_Task description:_ The entries should be restated word for word.

_Data listing:_

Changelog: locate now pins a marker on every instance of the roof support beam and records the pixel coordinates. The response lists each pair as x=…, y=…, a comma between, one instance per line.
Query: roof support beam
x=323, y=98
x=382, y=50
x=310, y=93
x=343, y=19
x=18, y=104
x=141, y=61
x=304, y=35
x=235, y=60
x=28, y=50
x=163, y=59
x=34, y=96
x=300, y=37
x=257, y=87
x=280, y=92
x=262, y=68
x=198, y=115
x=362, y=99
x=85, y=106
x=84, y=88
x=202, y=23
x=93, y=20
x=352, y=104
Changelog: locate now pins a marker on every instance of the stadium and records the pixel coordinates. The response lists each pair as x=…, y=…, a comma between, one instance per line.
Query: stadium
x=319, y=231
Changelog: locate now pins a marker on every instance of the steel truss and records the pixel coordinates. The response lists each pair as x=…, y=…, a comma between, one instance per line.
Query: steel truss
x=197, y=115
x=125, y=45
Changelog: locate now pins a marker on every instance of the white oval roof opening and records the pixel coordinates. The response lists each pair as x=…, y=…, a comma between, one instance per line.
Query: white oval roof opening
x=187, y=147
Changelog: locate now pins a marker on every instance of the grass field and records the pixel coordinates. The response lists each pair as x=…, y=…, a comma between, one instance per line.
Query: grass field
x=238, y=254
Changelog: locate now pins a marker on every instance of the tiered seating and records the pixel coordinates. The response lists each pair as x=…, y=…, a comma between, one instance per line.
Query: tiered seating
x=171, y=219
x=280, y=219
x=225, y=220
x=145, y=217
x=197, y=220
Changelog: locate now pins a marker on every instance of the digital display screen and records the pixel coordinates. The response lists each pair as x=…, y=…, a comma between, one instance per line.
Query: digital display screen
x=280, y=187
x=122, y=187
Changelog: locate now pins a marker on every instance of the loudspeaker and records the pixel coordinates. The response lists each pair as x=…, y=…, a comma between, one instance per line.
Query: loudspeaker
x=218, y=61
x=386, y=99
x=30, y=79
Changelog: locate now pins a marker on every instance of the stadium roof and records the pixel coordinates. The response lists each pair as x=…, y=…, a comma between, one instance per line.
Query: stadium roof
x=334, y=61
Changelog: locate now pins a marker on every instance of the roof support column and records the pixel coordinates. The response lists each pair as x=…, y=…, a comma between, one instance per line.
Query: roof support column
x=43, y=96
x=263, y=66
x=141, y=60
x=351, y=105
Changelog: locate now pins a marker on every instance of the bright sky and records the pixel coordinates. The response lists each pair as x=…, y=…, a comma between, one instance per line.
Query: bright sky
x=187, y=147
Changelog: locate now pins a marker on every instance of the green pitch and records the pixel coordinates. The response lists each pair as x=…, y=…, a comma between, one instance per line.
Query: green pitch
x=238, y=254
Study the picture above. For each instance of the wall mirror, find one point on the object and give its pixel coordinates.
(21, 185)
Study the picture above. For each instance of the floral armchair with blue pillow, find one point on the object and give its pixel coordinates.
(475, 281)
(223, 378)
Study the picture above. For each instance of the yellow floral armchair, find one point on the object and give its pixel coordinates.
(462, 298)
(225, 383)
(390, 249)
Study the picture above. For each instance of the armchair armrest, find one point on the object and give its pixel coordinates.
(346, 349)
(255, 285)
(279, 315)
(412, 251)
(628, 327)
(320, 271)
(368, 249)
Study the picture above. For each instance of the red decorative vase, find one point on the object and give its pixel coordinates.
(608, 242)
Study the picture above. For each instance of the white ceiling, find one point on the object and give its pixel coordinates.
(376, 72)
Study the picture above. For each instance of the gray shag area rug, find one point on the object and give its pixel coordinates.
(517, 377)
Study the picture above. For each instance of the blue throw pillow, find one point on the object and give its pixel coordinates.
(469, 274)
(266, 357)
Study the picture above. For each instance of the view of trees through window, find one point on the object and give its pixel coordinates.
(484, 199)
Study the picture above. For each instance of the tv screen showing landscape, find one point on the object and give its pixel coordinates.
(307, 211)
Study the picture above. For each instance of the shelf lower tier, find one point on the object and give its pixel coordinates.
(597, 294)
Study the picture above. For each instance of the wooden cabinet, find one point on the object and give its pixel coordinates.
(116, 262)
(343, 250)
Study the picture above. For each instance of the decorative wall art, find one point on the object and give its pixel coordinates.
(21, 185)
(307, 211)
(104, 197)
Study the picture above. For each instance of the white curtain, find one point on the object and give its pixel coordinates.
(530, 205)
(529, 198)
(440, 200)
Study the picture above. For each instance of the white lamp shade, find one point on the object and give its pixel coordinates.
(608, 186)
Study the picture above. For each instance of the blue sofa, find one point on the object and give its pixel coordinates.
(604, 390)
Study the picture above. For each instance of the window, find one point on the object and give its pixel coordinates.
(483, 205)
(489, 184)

_Your response:_
Changelog: locate now pins a marker on every instance of the roof support beam and records the pixel coordinates. The response lists each pair as x=…, y=…, a comma between, one instance per line.
Query: roof support beam
x=323, y=98
x=382, y=50
x=310, y=93
x=343, y=19
x=18, y=104
x=141, y=61
x=304, y=35
x=235, y=60
x=28, y=50
x=163, y=59
x=34, y=96
x=300, y=37
x=257, y=87
x=280, y=92
x=262, y=68
x=198, y=115
x=362, y=99
x=85, y=106
x=84, y=88
x=202, y=23
x=93, y=20
x=352, y=104
Changelog: locate now pins a marker on every instance of the stadium and records the pixel coordinates. The response lists each pair as x=…, y=…, a comma between, one instance per line.
Query: stadium
x=319, y=231
Changelog: locate now pins a marker on every instance of the steel truss and records the pixel coordinates. The response lists each pair as x=…, y=…, a comma between, one instance per line.
Query: steel truss
x=197, y=115
x=125, y=45
Changelog: locate now pins a marker on every instance of the white oval roof opening and records the pixel coordinates. The response lists each pair as x=…, y=…, a comma between, one instance per line.
Query: white oval roof opening
x=187, y=147
Changelog: locate now pins a marker on every instance of the grass field and records the pixel coordinates. The response lists each pair as x=…, y=…, a comma between, one instance per line.
Query: grass field
x=238, y=254
Changelog: locate now pins a marker on every instance of the tiered seating and records the pixel coordinates. The response lists each pair as x=…, y=…, a comma between, one instance per line.
Query: tiered seating
x=171, y=219
x=280, y=219
x=225, y=220
x=145, y=217
x=197, y=220
Changelog: locate now pins a marker on every instance of the digital display screen and records the pixel coordinates. The response lists each pair as x=…, y=…, a comma between, one instance per line.
Query: digital display screen
x=280, y=187
x=122, y=187
Changelog: locate now pins a marker on every instance of the loudspeaker and records the pixel coordinates. The response lists each pair as x=…, y=…, a comma between, one instance per line.
Query: loudspeaker
x=218, y=61
x=386, y=99
x=30, y=79
Changelog: locate now pins a marker on every instance of the stadium roof and records the pixel coordinates. The response lists each pair as x=…, y=…, a comma between, one instance per line.
Query: stadium roof
x=334, y=61
Changelog: locate now pins a marker on every instance of the roof support column and records the pixel coordinates. The response lists each pair as x=…, y=…, a comma between, one instance per line.
Query: roof support column
x=43, y=96
x=263, y=66
x=141, y=60
x=351, y=105
Changelog: locate now pins a marker on every instance of the bright sky and records the pixel coordinates. The response lists each pair as x=…, y=…, a comma between, one instance per line.
Query: bright sky
x=187, y=147
Changelog: locate now pins a marker on every instance of the green pitch and records the pixel coordinates. The response lists each pair as x=…, y=…, a comma between, one instance per line.
Query: green pitch
x=238, y=254
Study the picture above. For each instance of the wall mirror, find one point on the object and give its pixel coordinates.
(21, 185)
Study the picture above. For each instance of the floral armchair with blue pillow, find one point on the object and give its pixel coordinates.
(475, 281)
(223, 378)
Study the picture above. For each instance of the yellow floral armchair, find one point on the object and give its pixel coordinates.
(462, 298)
(225, 383)
(390, 249)
Study the picture above. For each instance of the armchair armrest, find one point on the object and give its pixel coordinates.
(346, 349)
(255, 285)
(279, 315)
(412, 251)
(628, 327)
(320, 271)
(368, 249)
Study the picture above. For each instance of the red decorative vase, find one point on the object and give its pixel coordinates.
(608, 242)
Study the picture above. For each instance of the white ceiling, find one point on the object and give its pixel coordinates.
(376, 72)
Study the picture above. For each instance of the gray shag area rug, find one point on the object and give its pixel coordinates.
(517, 377)
Study the picture above. For each instance of the blue throw pillow, find one point on the object and give its pixel coordinates.
(469, 274)
(266, 357)
Study the picture above. For each instance of the view of trees through window, find one point on the object and give its pixel coordinates.
(484, 199)
Study the picture above. For each instance of the tv screen showing landscape, find one point on the object and give its pixel coordinates.
(307, 211)
Study the picture above. For each instance of the shelf lower tier, find one point on the object and give its pixel coordinates.
(597, 294)
Study the picture above. For each instance of the wooden cabinet, find one point on the object and give its pixel coordinates.
(116, 262)
(343, 250)
Study the picture above. For each instance of the decorative wall art, find one point on the object and give its pixel coordinates.
(21, 185)
(307, 211)
(104, 197)
Study the picture above. For each instance of the white curtain, find one point on the object and give its pixel coordinates.
(530, 205)
(529, 198)
(440, 200)
Study the picture above. For each instance of the white lamp shade, find one point on the object and give its pixel coordinates.
(608, 186)
Study the picture above. For each instance of the blue sofa, find one point on the object and give its pixel coordinates.
(604, 390)
Study the picture above. For each instance of the window, find one point on the object and give its pixel coordinates.
(483, 205)
(489, 184)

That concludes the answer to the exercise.